(Selected text begins)

One of the lasting images in the show is of a line of strung-out addicts snaking out the door of the trailer waiting for one thug to hand over the pills while another directs traffic in the yard outside. It was funny, in a dark kind of way.
But phony pill parlors and corrupt doctors aren't fictional. Worse, they're headed here in growing numbers.
Missouri is seeing an influx partly because of crackdowns on pill-pushing operations in other states, such as Florida, the nation's leader in bogus pain clinics. There, corrupt doctors write scripts for people with a wide-range of concocted pains and ailments.
Florida authorities and the Drug Enforcement Administration late last month shut down a statewide ring of seven alleged "pill mills." That followed busts in 2010 and 2011 that shut down the nation's largest pill mill operation, a "pain clinic" started by twin brothers in a strip mill on the outskirts of Fort Lauderdale.
With huge amounts of money to be made off of such operations — prosecutors said the twins sold $40 million worth of oxycodone pills in two years — the criminals are bound to head to other states. Drug enforcement authorities say drug traffickers regularly travel a route known as "Flamingo Road" to Florida where they get prescriptions and drugs and bring them back to sell in other states.

(Selected text ends)
(Record set begins)

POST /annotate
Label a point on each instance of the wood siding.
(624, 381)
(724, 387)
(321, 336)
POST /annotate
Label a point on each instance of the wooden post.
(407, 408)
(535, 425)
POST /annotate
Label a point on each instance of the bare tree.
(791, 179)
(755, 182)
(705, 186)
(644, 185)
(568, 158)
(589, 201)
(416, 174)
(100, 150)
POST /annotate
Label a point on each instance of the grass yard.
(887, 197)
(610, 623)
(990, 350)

(Record set ends)
(Record set begins)

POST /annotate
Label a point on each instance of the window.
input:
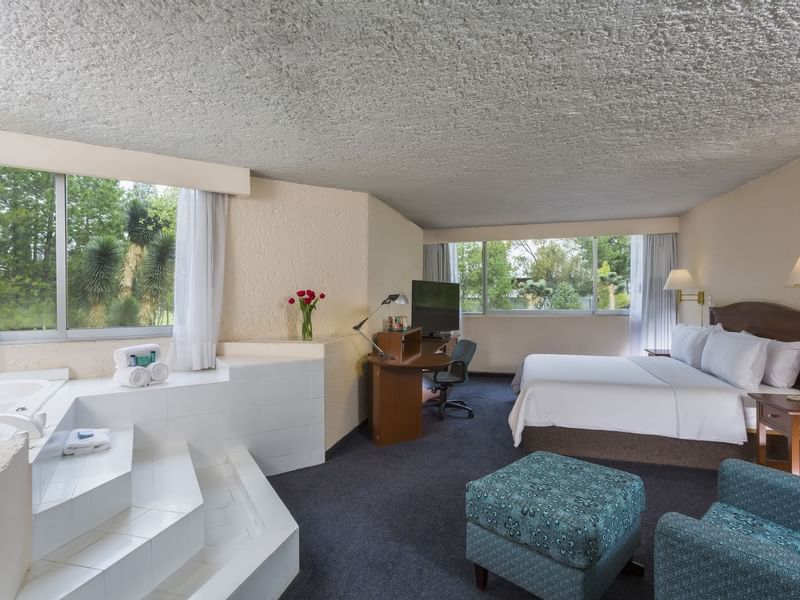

(Record set ends)
(Record set begins)

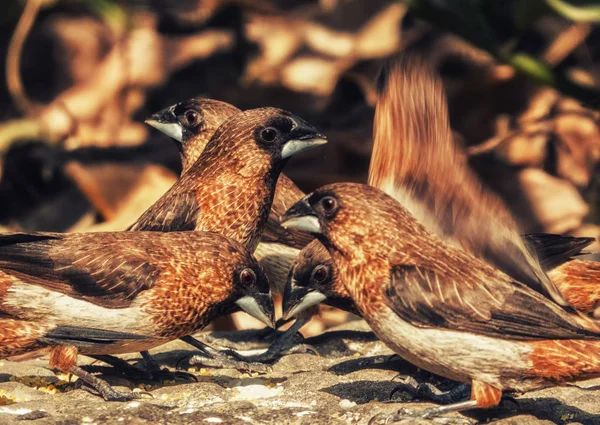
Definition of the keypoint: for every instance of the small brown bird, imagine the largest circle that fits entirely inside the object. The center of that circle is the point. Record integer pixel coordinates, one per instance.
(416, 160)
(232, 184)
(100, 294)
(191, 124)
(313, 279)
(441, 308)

(Record set ends)

## Exercise 1
In the pill mill article, what dollar amount of oxycodone did prosecutors say the twin brothers sold, and over how long?
## Exercise 2
Print the pill mill article's passage between "Florida authorities and" and "of Fort Lauderdale.", inclusive.
## Exercise 3
According to the pill mill article, why is Missouri seeing an influx of phony pill operations?

## Worked solution 1
$40 million worth of oxycodone pills in two years.

## Worked solution 2
Florida authorities and the Drug Enforcement Administration late last month shut down a statewide ring of seven alleged "pill mills." That followed busts in 2010 and 2011 that shut down the nation's largest pill mill operation, a "pain clinic" started by twin brothers in a strip mill on the outskirts of Fort Lauderdale.

## Worked solution 3
The influx is partly due to crackdowns on pill-pushing operations in other states. One of those states is Florida, the nation's leader in bogus pain clinics.